#### Texto fornecido
Capítulo 7: 1º de maio de 1994, o pior dia na carreira de um jornalista

Lívio Oricchio

Do UOL, em São Paulo

28/04/2014 16h55

O domingo amanheceu ensolarado, apesar de não fazer calor. Desde 1992 instalo-me numa pequena cidade chamada Riolo Terme. De lá até Ímola, onde acha-se o circuito Enzo e Dino Ferrari, cruzamos as montanhas dos Apeninos, em cujas colinas são cultivadas as uvas que dão origem ao vinho San Giovese, típico da região. Há plantações também de "plune", que são aquelas cerejas vermelhas, grandes, e kiwi.

Logo na saída do Albergo Serena, onde eu ficava, está o acesso a essa bucólica e sinuosa estradinha. Quando acaba, 11 quilômetros adiante, já se encontra a curva Rivazza do circuito. Depois, é só contornar uma quadra e entrar no autódromo. O difícil é dirigir em meio à multidão que se aglutina para acessar o circuito. Não havia uma divisória que nos separasse dos pedestres. O tempo perdido era enorme.

Confesso que estava bastante sensibilizado com tudo o que ocorrera naquele fim de semana. Primeiro, o acidente do Rubens Barrichello, na sexta-feira. Depois, a morte de Roland Ratzenberger, no sábado. Tinha a certeza de que a proibição de quase todos os recursos eletrônicos, naquele ano, sem diminuir a potência dos carros, os deixara perigosos, como afirmara Barnard.

Anotações de regiões:
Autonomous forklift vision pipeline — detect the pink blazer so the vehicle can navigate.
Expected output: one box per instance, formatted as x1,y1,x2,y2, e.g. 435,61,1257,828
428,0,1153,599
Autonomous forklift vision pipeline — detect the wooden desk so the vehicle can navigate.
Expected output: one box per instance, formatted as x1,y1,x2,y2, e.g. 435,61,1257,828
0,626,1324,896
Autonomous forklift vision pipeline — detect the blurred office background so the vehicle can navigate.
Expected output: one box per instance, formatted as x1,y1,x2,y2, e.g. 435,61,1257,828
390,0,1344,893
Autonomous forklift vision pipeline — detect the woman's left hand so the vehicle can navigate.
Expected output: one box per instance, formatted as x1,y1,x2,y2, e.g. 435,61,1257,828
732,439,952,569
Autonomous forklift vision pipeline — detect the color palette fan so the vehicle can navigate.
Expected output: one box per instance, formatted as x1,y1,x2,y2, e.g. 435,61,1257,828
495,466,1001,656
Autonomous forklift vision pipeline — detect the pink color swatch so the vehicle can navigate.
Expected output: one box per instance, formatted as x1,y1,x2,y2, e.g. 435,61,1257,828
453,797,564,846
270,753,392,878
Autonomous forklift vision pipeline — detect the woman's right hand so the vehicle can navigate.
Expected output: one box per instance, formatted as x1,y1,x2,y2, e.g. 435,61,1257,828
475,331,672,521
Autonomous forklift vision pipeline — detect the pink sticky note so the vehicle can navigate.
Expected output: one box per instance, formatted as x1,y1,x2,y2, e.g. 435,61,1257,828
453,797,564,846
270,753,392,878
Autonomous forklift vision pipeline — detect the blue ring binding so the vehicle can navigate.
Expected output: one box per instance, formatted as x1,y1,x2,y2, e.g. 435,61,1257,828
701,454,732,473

#### Pedido
Copie o trecho do relato sobre 1º de maio de 1994 desde "Lívio Oricchio" até "perdido era enorme.", inclusive, trocando "kiwi" por "pêssego".

#### Resultado do exercício
Lívio Oricchio

Do UOL, em São Paulo

28/04/2014 16h55

O domingo amanheceu ensolarado, apesar de não fazer calor. Desde 1992 instalo-me numa pequena cidade chamada Riolo Terme. De lá até Ímola, onde acha-se o circuito Enzo e Dino Ferrari, cruzamos as montanhas dos Apeninos, em cujas colinas são cultivadas as uvas que dão origem ao vinho San Giovese, típico da região. Há plantações também de "plune", que são aquelas cerejas vermelhas, grandes, e pêssego.

Logo na saída do Albergo Serena, onde eu ficava, está o acesso a essa bucólica e sinuosa estradinha. Quando acaba, 11 quilômetros adiante, já se encontra a curva Rivazza do circuito. Depois, é só contornar uma quadra e entrar no autódromo. O difícil é dirigir em meio à multidão que se aglutina para acessar o circuito. Não havia uma divisória que nos separasse dos pedestres. O tempo perdido era enorme.